Could you update the records by replacing "pin every instance" with "mark each occurrence" everywhere it appears, keeping everything else unchanged and leaving the pictures out of your answer?

Location labeling records
______

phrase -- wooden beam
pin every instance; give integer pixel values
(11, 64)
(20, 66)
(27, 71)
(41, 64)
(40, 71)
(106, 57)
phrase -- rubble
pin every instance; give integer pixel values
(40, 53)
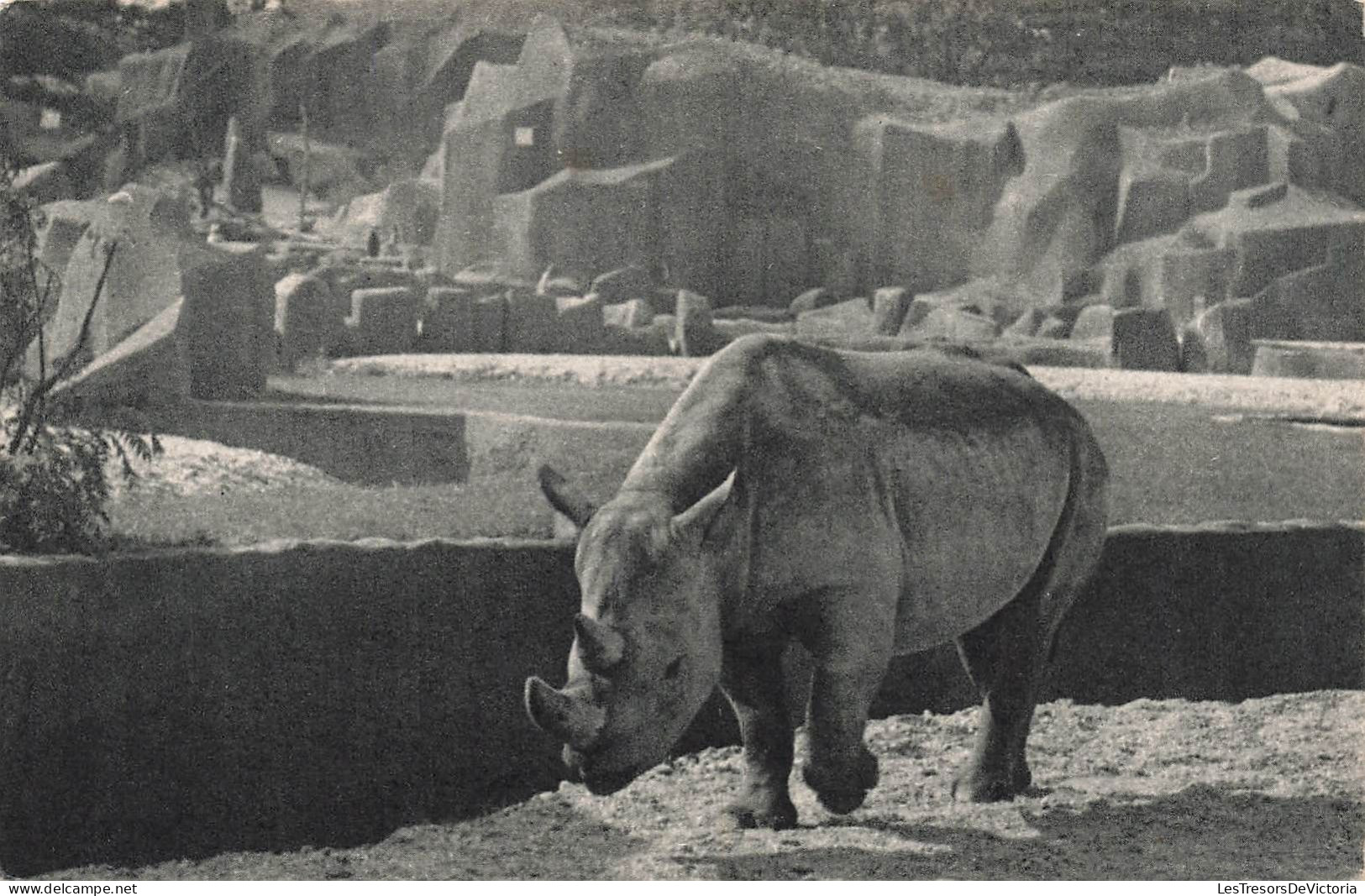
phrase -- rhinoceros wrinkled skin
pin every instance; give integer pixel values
(864, 504)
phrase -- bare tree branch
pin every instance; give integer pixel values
(34, 402)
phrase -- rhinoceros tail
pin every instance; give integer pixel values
(1074, 550)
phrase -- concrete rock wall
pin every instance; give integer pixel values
(840, 181)
(197, 701)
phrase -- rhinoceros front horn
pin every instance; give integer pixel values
(574, 720)
(601, 647)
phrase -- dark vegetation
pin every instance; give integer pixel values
(54, 479)
(1020, 43)
(984, 43)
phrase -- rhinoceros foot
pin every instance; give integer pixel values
(979, 784)
(841, 789)
(764, 808)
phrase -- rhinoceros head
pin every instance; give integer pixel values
(648, 642)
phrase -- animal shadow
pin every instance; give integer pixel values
(1203, 832)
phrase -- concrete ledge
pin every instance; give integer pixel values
(194, 701)
(1212, 390)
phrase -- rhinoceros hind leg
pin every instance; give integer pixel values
(753, 682)
(1002, 656)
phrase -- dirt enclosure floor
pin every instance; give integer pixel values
(1266, 789)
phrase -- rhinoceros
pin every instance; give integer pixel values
(863, 504)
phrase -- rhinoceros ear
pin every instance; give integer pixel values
(564, 496)
(698, 518)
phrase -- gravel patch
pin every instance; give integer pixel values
(1262, 790)
(192, 468)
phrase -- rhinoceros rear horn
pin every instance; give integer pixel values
(564, 496)
(601, 647)
(574, 720)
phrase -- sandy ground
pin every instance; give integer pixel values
(1241, 393)
(1264, 789)
(194, 467)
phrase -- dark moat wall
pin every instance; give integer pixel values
(197, 701)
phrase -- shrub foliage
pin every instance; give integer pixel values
(54, 478)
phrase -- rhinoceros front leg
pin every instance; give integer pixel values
(753, 681)
(851, 642)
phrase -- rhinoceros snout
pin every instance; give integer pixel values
(601, 782)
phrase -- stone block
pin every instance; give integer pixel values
(1219, 340)
(449, 321)
(578, 327)
(1095, 322)
(812, 299)
(227, 322)
(530, 322)
(624, 284)
(889, 307)
(847, 319)
(491, 319)
(1144, 338)
(637, 312)
(306, 319)
(956, 325)
(386, 319)
(694, 332)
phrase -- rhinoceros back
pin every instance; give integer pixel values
(884, 478)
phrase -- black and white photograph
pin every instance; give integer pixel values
(683, 441)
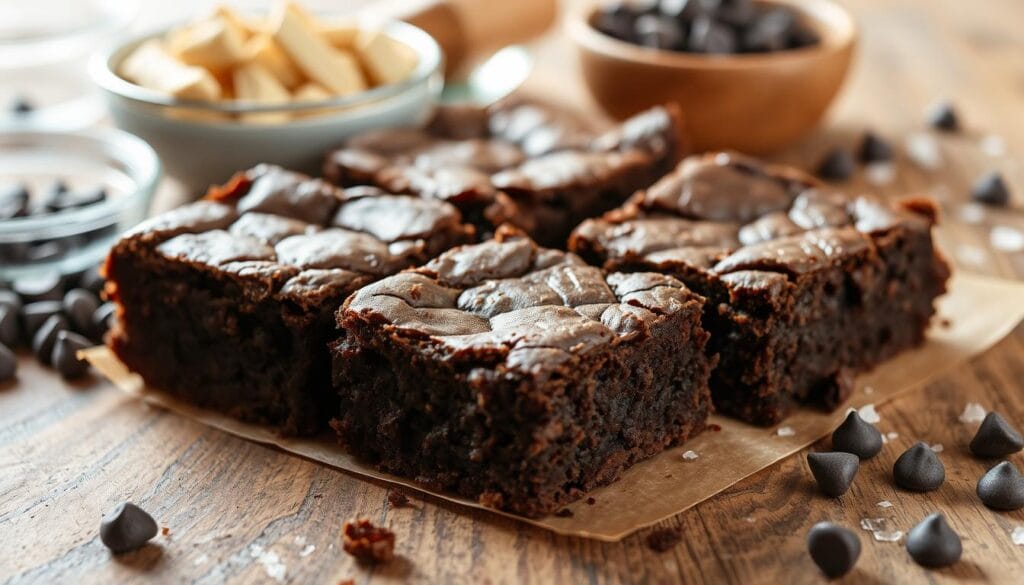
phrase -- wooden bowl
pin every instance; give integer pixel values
(753, 102)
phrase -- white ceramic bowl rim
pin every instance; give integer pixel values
(140, 162)
(102, 69)
(843, 31)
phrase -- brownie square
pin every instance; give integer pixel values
(805, 286)
(517, 163)
(518, 375)
(228, 302)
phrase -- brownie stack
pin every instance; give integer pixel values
(450, 348)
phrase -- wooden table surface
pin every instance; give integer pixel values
(241, 512)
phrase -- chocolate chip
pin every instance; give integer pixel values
(834, 548)
(834, 471)
(943, 117)
(79, 304)
(35, 315)
(658, 33)
(875, 150)
(13, 201)
(919, 469)
(127, 528)
(857, 436)
(43, 340)
(8, 364)
(990, 190)
(1001, 488)
(10, 298)
(710, 37)
(995, 437)
(933, 543)
(10, 326)
(43, 286)
(92, 281)
(65, 357)
(20, 106)
(838, 165)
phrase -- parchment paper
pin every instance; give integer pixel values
(976, 314)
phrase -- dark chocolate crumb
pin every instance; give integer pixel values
(1001, 488)
(660, 540)
(367, 542)
(990, 190)
(838, 165)
(919, 469)
(834, 548)
(933, 543)
(127, 528)
(995, 437)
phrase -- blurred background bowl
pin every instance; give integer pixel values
(74, 240)
(202, 143)
(754, 102)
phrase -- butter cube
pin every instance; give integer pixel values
(214, 44)
(335, 70)
(311, 92)
(386, 59)
(253, 82)
(264, 50)
(152, 67)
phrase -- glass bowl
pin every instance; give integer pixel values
(74, 240)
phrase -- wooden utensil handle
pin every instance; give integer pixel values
(464, 28)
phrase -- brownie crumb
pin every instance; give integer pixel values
(367, 542)
(398, 500)
(664, 539)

______

Written answer –
phrase -- wooden beam
mark each occurrence; give integer pixel values
(11, 64)
(20, 66)
(27, 71)
(41, 64)
(40, 71)
(106, 57)
phrase -- rubble
mark each occurrence; give integer pixel values
(40, 53)
phrase -- rhinoceros wrinkled skin
mark each occurrence; give integer pixel values
(864, 504)
phrase -- bare tree branch
mark each occurrence; give integer pixel values
(34, 402)
phrase -- rhinoceros tail
mark each occurrence; give integer pixel values
(1074, 550)
phrase -- concrete rock wall
mark each occurrence; give integer pixel values
(840, 181)
(197, 701)
phrase -- rhinoceros front horn
mark each occurrence; give integer pixel values
(574, 720)
(601, 647)
phrase -- dark vegetation
mark each occurrence; give integer pixel values
(54, 479)
(1020, 43)
(984, 43)
phrase -- rhinoceros foot
mark each occurrence; give integer pixel values
(979, 784)
(841, 789)
(764, 808)
phrase -- rhinoceros head
mark each occurrence; give integer pixel values
(648, 642)
phrase -- animal shadow
mark each occurrence; give integer pixel values
(1203, 832)
phrase -- concrete ledge
mark each occurrence; give integer pixel values
(194, 701)
(1212, 390)
phrase -- rhinoceros hind leg
mark each occurrence; give integer pixel values
(753, 682)
(1002, 656)
phrase -- dirt enclosure floor
mark each occurrence; give integer pixel values
(1266, 789)
phrase -- rhinoceros
mark each occurrence; give integer pixel values
(863, 504)
phrase -- rhinoceros ear
mark each occurrence; give integer pixel values
(564, 496)
(698, 518)
phrase -- gravel patch
mark each occurrence; give integer pixel values
(1262, 790)
(192, 468)
phrase -- rhinoceros rear horn
mark each occurrence; give integer pixel values
(564, 496)
(601, 647)
(574, 720)
phrase -- sandy ground
mark each occurrence; give integer pixel values
(1241, 393)
(1264, 789)
(194, 467)
phrase -- dark moat wall
mark each occurrence; give integer pixel values
(197, 701)
phrase -- shrub foliage
mark each occurrence; give integer pixel values
(54, 478)
phrase -- rhinoceros front leg
mark each occurrence; give integer pixel values
(753, 681)
(851, 642)
phrase -- rhinoceros snout
mark each occurrence; give integer pixel values
(601, 782)
phrase -- stone block
mark each occurrence; give integer pixel values
(1219, 340)
(449, 321)
(578, 327)
(1095, 322)
(812, 299)
(227, 322)
(530, 322)
(624, 284)
(889, 307)
(847, 319)
(491, 319)
(1144, 338)
(637, 312)
(306, 319)
(956, 325)
(386, 319)
(694, 332)
phrase -- rhinoceros back
mark each occurrence; give integer pixel values
(884, 478)
phrase -- black and white photograph
mark each occurrence; give integer pixel values
(683, 441)
phrase -- wooden bowl
mark each occurrence; give integer pixel values
(753, 102)
phrase -- white ceramic bowl rim
mark each occurrence; give integer pixel values
(140, 162)
(102, 69)
(843, 31)
phrase -- brownie square
mark each occurrence; give integer pixel values
(805, 286)
(517, 163)
(518, 375)
(228, 302)
phrase -- brownie stack
mark each occurrence; give integer pixel values
(450, 348)
phrase -- wooden table surface
mark each occurrence; give integer pixel values
(241, 512)
phrase -- chocolate chip
mark each occurrence; give integer pixel values
(834, 548)
(834, 471)
(943, 117)
(79, 304)
(35, 315)
(658, 33)
(875, 150)
(13, 201)
(919, 469)
(127, 528)
(857, 436)
(43, 340)
(8, 364)
(990, 190)
(1001, 488)
(10, 298)
(710, 37)
(995, 437)
(933, 543)
(10, 326)
(43, 286)
(92, 281)
(65, 357)
(20, 106)
(838, 165)
phrase -- parchment paper
mark each occurrence; give integer pixel values
(976, 314)
phrase -- dark chocolate crumb
mark each occurrence; give integer pixel values
(1001, 488)
(660, 540)
(367, 542)
(990, 190)
(838, 165)
(919, 469)
(834, 548)
(933, 543)
(127, 528)
(995, 437)
phrase -- blurred background bowl
mark each occurrence; give integer pixel values
(74, 240)
(202, 143)
(754, 102)
phrase -- butter cube
mark each occurrence; give integer pixel values
(214, 44)
(335, 70)
(311, 92)
(386, 59)
(253, 82)
(264, 50)
(152, 67)
phrase -- glass bowl
mark each occurrence; give integer pixel values
(74, 240)
phrase -- wooden utensil handle
mark each occurrence; give integer pixel values
(464, 28)
phrase -- brownie crumb
mark each occurrence; give integer pixel values
(367, 542)
(398, 500)
(664, 539)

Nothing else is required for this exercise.